▶ **Document section**:
Antiprotozoal Activities of Tiliroside and other Compounds from Sphaeralcea angustifolia (Cav.) G. Don

Fernando Calzada; Jose Correa Basurto; Elizabeth Barbosa; Claudia Velazquez

Antiprotozoal Activities of Tiliroside and other Compounds from Sphaeralcea angustifolia (Cav.) G. Don

Articles

Abstract

Pharmacognosy Research,2017,9,2,133-137.

DOI:10.4103/0974-8490.204644

Published:April 2017

Type:Original Article

Authors:

Author(s) affiliations:

Fernando Calzada¹, Jose Correa Basurto², Elizabeth Barbosa³, Claudia Velázquez⁴, Normand García Hernández⁵, RM Ordoñez Razo⁵, David Mendez Luna², Lilian Yepez Mulia⁶

¹Medical Research Unit in Pharmacology, UMAE Speciality Hospital-2° Floor CORCE National Medical Center Siglo XXI, IMSS, Av. Cuauhtemoc 330, Col. Doctores, CP 06725, México City, MEXICO.

²Laboratory of Molecular Modeling and Bioinformátics & Drug Design, Superior School of Medicine of IPN, Plan de San Luis y Díaz Mirón s/n, 11340 México City, MEXICO.

³Postgraduate Studies and Research, Superior School of Medicine of IPN, Plan de San Luís y Díaz Mirón, CP 11340, México City, MEXICO.

⁴Institute of Health Sciences, Autonomous University of the State of Hidalgo, Km. 4.5 Carretera Pachuca-Tulancingo, Unidad Universitaria, C. P. 42076 Pachuca, Hidalgo, MEXICO.

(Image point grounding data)
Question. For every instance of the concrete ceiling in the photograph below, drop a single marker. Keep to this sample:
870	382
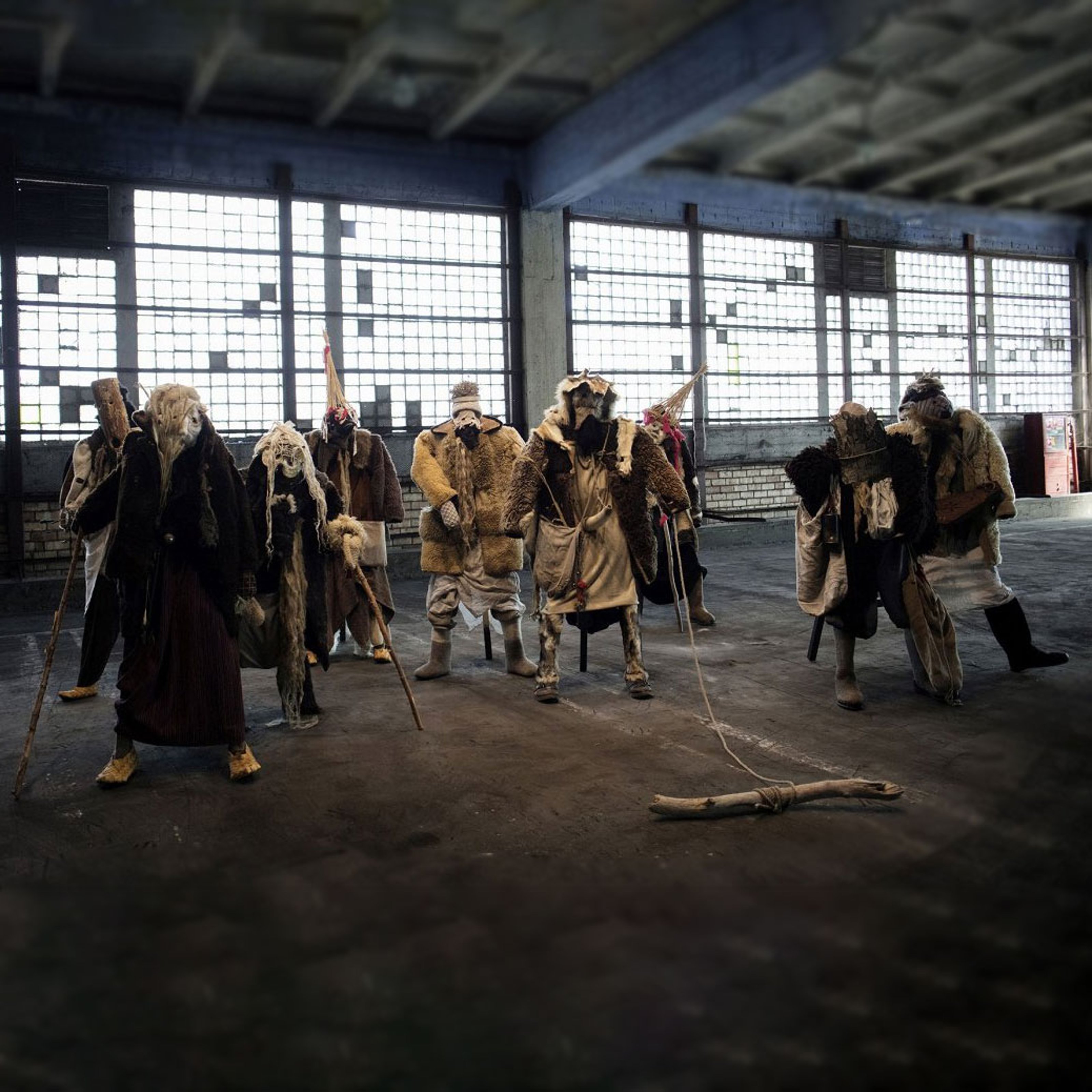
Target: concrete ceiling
983	102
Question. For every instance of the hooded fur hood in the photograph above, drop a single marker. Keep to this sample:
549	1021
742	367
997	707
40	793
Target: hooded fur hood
968	445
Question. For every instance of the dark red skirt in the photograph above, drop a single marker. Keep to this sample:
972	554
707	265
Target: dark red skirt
181	684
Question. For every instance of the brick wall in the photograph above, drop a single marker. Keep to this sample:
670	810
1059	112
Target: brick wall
47	547
749	490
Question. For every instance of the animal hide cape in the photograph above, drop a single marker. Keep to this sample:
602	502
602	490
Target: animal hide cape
545	462
971	446
491	465
205	519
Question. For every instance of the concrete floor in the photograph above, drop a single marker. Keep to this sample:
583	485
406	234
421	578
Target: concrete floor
490	905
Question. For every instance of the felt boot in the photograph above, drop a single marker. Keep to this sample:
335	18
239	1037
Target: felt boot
547	676
847	692
119	769
516	661
440	656
79	693
698	613
243	765
637	677
1014	635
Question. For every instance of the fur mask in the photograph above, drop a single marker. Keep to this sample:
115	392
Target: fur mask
285	456
925	402
176	415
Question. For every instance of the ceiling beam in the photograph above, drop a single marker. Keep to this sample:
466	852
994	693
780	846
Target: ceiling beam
485	89
720	70
1044	175
364	60
998	167
55	40
1025	77
209	65
864	81
1073	196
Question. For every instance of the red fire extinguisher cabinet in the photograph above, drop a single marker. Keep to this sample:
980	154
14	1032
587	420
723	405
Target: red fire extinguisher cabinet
1050	455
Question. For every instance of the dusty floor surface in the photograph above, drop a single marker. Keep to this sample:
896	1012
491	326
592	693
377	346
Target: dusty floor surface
491	906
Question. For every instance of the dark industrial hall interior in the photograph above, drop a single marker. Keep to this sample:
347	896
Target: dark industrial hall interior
394	391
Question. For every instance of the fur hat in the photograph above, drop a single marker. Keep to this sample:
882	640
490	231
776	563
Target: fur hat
465	397
925	400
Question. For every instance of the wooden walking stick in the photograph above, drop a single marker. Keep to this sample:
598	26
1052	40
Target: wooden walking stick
58	615
378	615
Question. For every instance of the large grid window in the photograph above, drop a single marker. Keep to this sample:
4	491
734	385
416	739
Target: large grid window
632	308
790	329
67	338
208	282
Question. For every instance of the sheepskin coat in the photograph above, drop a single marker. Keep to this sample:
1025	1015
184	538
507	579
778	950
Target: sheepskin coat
961	458
493	461
374	490
205	521
300	512
636	468
917	521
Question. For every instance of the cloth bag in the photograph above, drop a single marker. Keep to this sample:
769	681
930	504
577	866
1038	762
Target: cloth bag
822	580
934	635
375	543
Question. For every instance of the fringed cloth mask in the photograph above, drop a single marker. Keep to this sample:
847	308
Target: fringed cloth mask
283	449
177	416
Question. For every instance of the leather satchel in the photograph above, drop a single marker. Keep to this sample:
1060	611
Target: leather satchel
981	502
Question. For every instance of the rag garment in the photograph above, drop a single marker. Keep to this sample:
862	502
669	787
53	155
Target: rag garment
474	589
967	583
595	555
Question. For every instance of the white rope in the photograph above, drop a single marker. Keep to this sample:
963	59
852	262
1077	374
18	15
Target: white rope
719	727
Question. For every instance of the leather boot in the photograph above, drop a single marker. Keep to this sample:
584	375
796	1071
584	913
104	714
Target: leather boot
1014	635
698	613
516	661
440	656
847	692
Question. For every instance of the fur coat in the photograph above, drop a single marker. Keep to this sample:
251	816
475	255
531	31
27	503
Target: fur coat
492	464
636	468
206	519
811	473
972	448
300	512
372	486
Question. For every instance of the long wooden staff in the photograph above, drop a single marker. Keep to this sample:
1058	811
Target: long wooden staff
378	615
58	615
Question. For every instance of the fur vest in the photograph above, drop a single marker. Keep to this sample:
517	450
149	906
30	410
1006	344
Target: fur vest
637	467
970	451
366	479
205	521
492	464
293	508
917	521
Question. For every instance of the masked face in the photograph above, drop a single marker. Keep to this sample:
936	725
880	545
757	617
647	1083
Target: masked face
292	464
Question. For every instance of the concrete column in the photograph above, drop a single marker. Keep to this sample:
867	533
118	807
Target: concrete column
545	332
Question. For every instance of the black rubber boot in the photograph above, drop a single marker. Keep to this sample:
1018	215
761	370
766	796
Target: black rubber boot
308	705
1014	635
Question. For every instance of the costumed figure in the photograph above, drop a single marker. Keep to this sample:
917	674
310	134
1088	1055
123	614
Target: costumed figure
92	462
464	467
662	421
969	476
580	495
864	519
184	550
291	504
363	473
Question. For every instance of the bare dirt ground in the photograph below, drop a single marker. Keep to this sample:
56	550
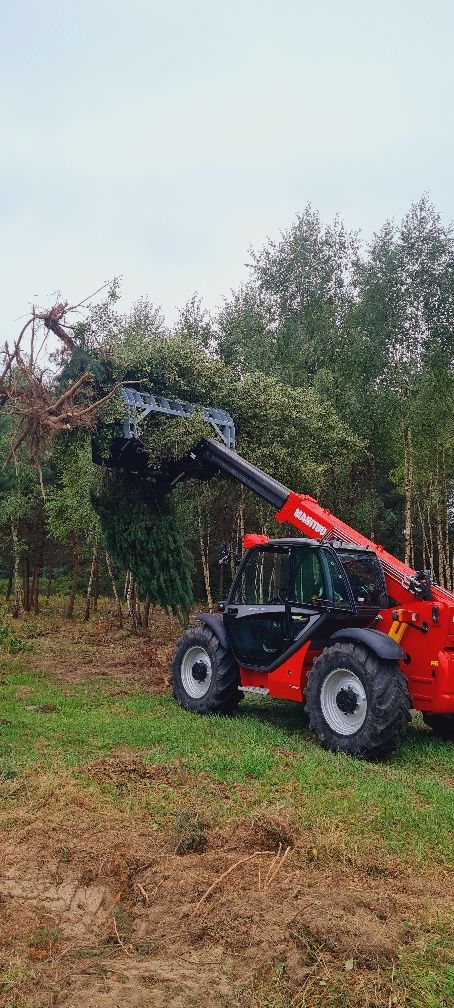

▶ **Work instruction 1**:
Answer these questions from the tiliroside article header:
(a) In what month and year was the article published?
(b) What is the article's DOI?
(c) In which city is the Institute of Health Sciences located?
▶ **Work instruction 2**:
Decide whether each statement agrees with the tiliroside article header:
(a) The article is a review article.
(b) David Mendez Luna has the same affiliation as Jose Correa Basurto.
(c) The article runs from page 133 to page 137.
▶ **Work instruction 3**: Set down the part of the tiliroside article header from "²Laboratory of Molecular" to "Pachuca, Hidalgo, MEXICO.".
None of the items have any bearing on this work.

▶ **Answer 1**:
(a) April 2017
(b) 10.4103/0974-8490.204644
(c) Pachuca, Hidalgo, Mexico

▶ **Answer 2**:
(a) No: "Type:Original Article"
(b) Yes: "Jose Correa Basurto²" and "David Mendez Luna²"
(c) Yes: "Pharmacognosy Research,2017,9,2,133-137."

▶ **Answer 3**:
²Laboratory of Molecular Modeling and Bioinformátics & Drug Design, Superior School of Medicine of IPN, Plan de San Luis y Díaz Mirón s/n, 11340 México City, MEXICO.

³Postgraduate Studies and Research, Superior School of Medicine of IPN, Plan de San Luís y Díaz Mirón, CP 11340, México City, MEXICO.

⁴Institute of Health Sciences, Autonomous University of the State of Hidalgo, Km. 4.5 Carretera Pachuca-Tulancingo, Unidad Universitaria, C. P. 42076 Pachuca, Hidalgo, MEXICO.